» **SET TASK 1**
Translate this sentence from the file trees excerpt into Spanish: "The os.getcwd function returns the current working directory as a string."
» **SET TASK 2**
In the file trees excerpt, copy the passage starting with "Via the os module, Python" and going on through "as a string.".

A file tree is recursively defined as:

  • a file (a leaf of the tree). In the above tree, files are represented by the document icon.

  • a directory (a.k.a. folder, an intermediate node of the tree) containing zero or more file trees. In the above tree, directories are represented by the folder icon.

The top node of the tree (in this case, the folder named lec_fileTrees) is called the root of the tree.

Tree-shaped structures consisting of nodes that branch out to subtrees that terminate in leaves are common in computer science. We focus on file trees in this lecture because everyone is familiar with them and they're an excellent domain for fruitful recursive functions.

Via the os module, Python provides a way to manipulate the directories and files in a file system. To use these features, we first need to import the os module:

In [9]:
import os

(a) Get working directory: os.getcwd

The os.getcwd function returns the current working directory as a string.

(Mask labeling examples)
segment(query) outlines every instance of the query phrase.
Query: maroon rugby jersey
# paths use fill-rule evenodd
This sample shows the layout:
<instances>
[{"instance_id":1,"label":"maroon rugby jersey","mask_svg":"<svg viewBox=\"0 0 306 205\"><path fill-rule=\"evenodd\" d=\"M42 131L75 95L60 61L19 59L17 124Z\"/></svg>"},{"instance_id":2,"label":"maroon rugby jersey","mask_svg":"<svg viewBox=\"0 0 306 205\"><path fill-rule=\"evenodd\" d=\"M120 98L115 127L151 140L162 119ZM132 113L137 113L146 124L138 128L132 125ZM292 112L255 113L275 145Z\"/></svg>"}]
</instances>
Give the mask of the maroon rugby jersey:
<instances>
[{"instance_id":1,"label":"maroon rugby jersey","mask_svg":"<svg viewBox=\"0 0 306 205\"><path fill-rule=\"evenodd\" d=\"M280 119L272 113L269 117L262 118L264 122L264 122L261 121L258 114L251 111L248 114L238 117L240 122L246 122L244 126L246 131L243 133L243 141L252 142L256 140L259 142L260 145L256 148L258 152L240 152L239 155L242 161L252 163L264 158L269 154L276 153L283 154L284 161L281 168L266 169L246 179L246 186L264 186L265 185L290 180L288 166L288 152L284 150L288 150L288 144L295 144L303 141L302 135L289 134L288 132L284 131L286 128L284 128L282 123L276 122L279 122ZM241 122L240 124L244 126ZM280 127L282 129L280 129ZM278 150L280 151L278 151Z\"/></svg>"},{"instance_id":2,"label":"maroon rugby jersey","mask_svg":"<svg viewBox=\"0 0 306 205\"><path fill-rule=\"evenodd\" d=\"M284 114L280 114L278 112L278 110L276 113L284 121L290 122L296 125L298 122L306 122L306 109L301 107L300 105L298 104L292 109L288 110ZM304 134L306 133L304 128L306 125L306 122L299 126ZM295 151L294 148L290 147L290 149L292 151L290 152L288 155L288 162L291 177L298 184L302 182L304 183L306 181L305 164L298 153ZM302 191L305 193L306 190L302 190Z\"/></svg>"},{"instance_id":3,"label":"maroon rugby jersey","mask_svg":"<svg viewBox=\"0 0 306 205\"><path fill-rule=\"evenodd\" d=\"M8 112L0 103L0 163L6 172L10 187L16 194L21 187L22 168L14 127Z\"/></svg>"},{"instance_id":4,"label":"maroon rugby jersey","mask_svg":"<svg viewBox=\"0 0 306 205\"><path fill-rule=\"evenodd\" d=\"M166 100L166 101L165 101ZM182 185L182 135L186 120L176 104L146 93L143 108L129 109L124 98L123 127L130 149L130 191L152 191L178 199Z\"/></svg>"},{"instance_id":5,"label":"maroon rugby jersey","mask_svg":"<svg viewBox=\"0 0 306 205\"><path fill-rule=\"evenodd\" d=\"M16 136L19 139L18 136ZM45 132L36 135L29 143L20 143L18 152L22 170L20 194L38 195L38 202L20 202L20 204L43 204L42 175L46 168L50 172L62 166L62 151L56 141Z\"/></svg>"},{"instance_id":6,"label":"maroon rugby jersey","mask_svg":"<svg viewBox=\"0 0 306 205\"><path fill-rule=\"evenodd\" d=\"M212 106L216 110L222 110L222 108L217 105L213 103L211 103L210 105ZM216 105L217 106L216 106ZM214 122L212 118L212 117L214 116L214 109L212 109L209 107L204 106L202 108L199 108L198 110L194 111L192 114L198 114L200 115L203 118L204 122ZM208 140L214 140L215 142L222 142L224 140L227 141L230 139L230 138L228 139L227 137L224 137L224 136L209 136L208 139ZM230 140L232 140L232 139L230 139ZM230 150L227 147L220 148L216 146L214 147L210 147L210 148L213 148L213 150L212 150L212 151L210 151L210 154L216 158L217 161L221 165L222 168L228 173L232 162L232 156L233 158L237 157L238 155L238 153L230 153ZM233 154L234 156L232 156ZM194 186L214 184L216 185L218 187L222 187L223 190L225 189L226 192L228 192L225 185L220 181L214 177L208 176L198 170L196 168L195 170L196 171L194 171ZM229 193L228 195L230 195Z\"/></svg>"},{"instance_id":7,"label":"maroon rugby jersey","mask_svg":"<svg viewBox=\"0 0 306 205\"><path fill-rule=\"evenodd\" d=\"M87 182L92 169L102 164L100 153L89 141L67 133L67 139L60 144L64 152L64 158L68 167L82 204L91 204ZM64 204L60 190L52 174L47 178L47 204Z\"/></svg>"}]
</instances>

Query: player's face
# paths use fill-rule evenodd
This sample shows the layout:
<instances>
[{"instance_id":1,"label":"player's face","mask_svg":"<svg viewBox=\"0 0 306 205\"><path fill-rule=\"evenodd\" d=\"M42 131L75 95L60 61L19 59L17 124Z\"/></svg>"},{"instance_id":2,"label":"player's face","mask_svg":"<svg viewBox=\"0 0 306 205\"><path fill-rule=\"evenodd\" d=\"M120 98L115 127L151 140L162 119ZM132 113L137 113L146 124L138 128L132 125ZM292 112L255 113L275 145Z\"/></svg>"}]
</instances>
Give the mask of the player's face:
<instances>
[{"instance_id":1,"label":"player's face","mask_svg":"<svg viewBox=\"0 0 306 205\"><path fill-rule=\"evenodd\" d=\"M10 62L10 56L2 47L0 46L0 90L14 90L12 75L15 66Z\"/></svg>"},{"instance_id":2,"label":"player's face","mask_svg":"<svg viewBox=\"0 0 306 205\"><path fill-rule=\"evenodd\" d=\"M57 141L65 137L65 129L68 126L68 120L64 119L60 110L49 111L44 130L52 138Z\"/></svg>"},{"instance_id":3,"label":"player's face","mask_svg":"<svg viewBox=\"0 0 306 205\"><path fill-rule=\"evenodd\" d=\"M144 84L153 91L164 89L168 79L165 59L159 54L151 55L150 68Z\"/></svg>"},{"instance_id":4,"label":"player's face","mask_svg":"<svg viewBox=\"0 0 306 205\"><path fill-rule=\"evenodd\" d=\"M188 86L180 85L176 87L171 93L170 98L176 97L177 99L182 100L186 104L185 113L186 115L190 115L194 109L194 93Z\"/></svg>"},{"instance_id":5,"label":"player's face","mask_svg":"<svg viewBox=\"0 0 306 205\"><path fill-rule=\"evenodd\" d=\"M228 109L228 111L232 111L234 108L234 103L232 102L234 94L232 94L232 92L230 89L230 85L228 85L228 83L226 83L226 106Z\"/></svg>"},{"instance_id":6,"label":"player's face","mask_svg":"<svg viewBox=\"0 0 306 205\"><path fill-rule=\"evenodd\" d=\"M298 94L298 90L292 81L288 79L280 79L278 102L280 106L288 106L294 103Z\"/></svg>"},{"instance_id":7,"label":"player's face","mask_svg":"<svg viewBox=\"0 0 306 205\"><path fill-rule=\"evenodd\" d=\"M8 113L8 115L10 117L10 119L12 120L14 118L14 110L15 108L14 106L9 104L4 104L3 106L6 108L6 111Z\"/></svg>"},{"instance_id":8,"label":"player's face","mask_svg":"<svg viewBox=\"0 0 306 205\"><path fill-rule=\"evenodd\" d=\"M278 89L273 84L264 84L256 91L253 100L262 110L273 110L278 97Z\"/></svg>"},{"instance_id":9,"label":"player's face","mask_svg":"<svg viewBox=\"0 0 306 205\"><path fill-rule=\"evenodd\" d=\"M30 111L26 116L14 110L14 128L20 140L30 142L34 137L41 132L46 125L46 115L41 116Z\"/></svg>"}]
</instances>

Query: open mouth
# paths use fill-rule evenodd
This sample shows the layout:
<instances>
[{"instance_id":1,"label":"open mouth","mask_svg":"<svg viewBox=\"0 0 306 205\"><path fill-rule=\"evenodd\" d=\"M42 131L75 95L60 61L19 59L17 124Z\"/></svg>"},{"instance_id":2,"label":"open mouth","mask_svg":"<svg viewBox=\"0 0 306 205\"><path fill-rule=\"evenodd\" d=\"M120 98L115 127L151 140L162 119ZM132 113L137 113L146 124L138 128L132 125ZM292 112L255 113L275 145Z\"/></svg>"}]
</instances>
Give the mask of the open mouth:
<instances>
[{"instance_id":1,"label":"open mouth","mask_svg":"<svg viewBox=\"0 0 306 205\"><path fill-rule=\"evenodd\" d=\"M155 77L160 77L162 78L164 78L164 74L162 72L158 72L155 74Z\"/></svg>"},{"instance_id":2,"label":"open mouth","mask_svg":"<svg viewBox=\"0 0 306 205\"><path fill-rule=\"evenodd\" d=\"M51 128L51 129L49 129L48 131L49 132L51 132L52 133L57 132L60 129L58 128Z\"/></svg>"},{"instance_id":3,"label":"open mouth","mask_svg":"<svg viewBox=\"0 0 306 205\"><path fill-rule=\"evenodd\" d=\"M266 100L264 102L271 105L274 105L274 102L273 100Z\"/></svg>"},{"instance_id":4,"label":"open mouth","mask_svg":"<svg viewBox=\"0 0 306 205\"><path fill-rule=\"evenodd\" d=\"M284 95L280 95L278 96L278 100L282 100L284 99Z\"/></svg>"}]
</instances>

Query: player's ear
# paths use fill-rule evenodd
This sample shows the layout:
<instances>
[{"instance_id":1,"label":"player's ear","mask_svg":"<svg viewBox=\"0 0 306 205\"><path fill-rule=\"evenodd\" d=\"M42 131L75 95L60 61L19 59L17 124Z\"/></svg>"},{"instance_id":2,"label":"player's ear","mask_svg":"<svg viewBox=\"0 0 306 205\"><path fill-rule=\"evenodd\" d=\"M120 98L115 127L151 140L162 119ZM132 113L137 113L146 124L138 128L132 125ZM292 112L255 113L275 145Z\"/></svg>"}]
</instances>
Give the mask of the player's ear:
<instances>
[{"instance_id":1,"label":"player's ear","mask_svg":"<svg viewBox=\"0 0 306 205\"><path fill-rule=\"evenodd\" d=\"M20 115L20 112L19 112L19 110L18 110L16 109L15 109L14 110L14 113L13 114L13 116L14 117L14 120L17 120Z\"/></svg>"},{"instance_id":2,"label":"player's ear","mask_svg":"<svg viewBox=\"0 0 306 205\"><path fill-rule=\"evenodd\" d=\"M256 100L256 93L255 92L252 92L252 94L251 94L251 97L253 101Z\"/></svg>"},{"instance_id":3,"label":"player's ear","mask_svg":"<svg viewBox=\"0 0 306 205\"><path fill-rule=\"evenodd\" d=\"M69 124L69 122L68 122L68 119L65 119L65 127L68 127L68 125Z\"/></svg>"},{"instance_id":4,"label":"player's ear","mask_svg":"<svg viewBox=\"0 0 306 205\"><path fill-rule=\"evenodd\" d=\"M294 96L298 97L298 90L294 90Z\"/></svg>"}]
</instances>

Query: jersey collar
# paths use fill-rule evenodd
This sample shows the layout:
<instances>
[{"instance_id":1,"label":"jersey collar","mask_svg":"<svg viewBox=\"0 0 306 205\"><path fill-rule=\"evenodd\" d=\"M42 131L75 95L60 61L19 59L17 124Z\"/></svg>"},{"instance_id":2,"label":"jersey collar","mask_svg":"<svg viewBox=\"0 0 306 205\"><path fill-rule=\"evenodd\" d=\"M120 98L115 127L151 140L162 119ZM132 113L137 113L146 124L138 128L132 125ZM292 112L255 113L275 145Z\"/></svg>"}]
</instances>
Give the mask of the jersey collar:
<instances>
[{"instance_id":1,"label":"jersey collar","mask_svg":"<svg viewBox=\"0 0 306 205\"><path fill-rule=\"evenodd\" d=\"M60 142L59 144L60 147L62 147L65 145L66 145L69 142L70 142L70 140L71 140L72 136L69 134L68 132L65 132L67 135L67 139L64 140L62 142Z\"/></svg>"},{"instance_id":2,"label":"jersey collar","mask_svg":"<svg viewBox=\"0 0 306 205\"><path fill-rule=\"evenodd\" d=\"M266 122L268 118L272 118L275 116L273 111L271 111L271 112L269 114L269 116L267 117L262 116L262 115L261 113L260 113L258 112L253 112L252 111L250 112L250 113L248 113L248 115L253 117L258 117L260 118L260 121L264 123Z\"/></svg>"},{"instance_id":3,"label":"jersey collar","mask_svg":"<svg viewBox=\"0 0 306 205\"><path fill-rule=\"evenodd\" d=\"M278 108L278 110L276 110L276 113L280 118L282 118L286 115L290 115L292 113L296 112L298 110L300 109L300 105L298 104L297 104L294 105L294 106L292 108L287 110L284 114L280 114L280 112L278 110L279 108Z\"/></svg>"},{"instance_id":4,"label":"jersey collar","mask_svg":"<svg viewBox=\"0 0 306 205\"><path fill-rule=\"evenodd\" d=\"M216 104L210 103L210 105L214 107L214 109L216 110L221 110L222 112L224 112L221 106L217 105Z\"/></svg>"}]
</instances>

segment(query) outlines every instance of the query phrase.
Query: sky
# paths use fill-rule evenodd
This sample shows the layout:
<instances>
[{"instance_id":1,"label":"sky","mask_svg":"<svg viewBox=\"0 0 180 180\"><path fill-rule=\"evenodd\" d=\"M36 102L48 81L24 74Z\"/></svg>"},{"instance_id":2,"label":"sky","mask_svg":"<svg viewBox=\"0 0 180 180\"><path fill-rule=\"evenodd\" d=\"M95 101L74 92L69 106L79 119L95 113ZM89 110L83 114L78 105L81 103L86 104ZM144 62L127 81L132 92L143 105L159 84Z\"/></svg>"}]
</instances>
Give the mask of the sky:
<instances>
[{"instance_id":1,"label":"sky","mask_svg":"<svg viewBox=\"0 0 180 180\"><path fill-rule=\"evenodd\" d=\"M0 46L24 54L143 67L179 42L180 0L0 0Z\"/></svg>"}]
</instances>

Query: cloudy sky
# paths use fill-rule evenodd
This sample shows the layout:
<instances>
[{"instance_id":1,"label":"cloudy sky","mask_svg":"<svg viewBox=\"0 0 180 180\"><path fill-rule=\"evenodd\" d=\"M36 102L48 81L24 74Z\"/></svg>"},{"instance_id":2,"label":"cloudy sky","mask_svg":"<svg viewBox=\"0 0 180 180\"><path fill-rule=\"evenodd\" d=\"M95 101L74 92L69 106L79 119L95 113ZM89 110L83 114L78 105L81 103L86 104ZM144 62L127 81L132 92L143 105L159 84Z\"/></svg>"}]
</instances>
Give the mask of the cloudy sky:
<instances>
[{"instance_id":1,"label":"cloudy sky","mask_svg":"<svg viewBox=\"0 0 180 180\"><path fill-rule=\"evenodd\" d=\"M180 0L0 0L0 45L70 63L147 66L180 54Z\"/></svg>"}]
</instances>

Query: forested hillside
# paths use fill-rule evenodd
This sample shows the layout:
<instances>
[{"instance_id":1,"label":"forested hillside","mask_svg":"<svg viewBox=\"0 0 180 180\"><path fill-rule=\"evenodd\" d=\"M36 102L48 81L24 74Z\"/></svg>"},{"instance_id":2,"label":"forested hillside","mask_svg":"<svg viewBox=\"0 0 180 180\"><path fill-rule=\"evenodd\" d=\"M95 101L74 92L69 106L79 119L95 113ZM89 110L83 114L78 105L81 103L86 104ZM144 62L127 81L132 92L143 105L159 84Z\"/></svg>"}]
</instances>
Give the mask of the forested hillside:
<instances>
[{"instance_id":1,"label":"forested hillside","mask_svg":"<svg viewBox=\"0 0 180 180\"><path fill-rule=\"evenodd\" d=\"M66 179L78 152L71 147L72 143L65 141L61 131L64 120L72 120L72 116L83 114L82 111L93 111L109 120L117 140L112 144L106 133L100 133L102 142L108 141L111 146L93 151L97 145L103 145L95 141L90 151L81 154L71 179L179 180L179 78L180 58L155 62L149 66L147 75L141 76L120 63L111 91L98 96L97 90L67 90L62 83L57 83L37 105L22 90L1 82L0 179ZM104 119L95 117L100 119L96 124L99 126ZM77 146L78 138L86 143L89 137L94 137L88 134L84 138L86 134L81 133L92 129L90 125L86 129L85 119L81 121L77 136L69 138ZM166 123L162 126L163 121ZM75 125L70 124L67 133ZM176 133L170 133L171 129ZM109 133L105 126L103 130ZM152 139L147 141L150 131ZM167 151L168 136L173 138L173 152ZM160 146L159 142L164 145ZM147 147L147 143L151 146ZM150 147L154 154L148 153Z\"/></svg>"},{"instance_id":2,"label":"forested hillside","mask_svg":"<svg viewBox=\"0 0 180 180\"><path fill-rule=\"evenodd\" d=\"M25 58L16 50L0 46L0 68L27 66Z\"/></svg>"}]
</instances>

» **FULL SOLUTION 1**
La función os.getcwd devuelve el directorio de trabajo actual como una cadena.

» **FULL SOLUTION 2**
Via the os module, Python provides a way to manipulate the directories and files in a file system. To use these features, we first need to import the os module:

In [9]:
import os

(a) Get working directory: os.getcwd

The os.getcwd function returns the current working directory as a string.